Description of the task —
Write out, word for word, the lines of the material below that begin with the line containing "of the nike" and continue through the last line of the material.
━━━━━ Supplied records ━━━━━
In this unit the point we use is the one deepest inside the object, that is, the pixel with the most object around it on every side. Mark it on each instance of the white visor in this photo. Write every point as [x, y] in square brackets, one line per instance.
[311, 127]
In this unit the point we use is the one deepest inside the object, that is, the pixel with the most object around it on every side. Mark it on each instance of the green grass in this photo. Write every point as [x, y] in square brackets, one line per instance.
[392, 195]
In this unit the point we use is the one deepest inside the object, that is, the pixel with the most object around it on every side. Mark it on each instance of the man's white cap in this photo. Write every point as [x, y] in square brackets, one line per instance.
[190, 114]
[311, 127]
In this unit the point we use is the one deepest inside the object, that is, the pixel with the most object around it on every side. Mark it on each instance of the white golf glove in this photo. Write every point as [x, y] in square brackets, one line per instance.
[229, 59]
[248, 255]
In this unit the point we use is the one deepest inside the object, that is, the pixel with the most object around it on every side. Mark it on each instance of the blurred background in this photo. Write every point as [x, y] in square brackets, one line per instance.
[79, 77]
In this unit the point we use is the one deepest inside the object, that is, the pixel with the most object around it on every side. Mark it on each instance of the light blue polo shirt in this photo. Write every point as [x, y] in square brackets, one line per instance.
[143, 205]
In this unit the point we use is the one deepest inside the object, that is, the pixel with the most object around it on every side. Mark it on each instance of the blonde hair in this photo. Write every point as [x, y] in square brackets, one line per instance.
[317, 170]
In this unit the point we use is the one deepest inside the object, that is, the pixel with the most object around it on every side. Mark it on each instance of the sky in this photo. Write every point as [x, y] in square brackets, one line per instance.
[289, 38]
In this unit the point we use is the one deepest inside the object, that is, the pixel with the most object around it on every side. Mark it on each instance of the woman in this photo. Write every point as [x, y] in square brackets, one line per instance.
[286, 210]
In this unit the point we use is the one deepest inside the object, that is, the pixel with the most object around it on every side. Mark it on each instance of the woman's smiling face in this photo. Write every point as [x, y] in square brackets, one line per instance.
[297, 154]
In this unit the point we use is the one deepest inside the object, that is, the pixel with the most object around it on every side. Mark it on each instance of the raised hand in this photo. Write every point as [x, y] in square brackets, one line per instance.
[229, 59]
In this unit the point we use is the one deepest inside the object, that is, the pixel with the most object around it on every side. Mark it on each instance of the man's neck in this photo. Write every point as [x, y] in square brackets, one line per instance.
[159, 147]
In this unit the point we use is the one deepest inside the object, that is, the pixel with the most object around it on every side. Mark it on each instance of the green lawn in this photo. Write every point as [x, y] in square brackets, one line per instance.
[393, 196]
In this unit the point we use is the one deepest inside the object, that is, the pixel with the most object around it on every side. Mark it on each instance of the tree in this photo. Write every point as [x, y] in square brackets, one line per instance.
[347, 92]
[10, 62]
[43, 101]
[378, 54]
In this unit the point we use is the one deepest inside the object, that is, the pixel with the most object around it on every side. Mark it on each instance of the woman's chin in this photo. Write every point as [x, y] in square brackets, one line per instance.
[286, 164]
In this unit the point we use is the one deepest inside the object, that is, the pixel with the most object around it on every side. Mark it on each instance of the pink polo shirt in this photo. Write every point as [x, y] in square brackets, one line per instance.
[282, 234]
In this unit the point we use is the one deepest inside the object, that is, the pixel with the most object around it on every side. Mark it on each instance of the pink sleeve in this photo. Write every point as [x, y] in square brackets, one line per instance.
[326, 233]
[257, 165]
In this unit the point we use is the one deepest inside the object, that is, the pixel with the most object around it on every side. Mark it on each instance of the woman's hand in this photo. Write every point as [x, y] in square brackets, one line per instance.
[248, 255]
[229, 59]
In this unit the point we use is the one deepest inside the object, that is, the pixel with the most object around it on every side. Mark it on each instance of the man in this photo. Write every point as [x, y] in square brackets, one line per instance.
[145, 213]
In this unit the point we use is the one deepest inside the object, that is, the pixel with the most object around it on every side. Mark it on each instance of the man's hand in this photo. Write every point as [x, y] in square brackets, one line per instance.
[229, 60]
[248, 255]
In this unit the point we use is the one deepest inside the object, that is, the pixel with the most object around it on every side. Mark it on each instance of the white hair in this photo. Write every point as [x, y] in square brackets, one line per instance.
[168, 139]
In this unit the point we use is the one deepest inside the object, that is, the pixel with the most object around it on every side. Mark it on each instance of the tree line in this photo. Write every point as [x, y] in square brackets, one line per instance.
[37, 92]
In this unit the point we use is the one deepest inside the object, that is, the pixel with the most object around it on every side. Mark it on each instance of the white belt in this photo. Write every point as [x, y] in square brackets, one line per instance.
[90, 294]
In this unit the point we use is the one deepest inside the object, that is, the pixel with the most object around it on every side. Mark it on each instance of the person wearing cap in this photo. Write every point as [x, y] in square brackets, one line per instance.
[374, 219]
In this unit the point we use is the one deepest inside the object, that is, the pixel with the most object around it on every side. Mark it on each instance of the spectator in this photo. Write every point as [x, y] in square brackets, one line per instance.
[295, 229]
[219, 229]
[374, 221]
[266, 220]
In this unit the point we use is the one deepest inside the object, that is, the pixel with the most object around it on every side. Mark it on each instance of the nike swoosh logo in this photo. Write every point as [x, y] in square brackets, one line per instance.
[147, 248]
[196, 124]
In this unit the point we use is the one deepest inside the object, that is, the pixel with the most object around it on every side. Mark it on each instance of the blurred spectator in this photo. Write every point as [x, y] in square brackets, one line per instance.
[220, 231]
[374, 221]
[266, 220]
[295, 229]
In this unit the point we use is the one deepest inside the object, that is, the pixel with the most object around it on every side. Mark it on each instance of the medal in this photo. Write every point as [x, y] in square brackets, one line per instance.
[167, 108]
━━━━━
Full answer —
In this unit the point we use is the one deepest inside the object, that is, the pixel with the most object around it on every side. Mark it on each instance of the nike swoosh logo in this photo. Write every point as [x, y] in square brackets, one line per instance.
[147, 248]
[196, 124]
In this unit the point we use is the one deepest inside the object, that is, the pixel with the most object around it on every side. Mark it on each instance of the blurred spectator in this photo. Write every point as [x, y] in square brackets, one line per instance.
[220, 231]
[374, 221]
[266, 220]
[295, 229]
In this unit the point we use is the one deepest inside the object, that is, the pixel with the most object around it on every side. Mark it on each instance of the medal in this photo. Write every point as [x, y] in square brackets, one line per instance.
[167, 108]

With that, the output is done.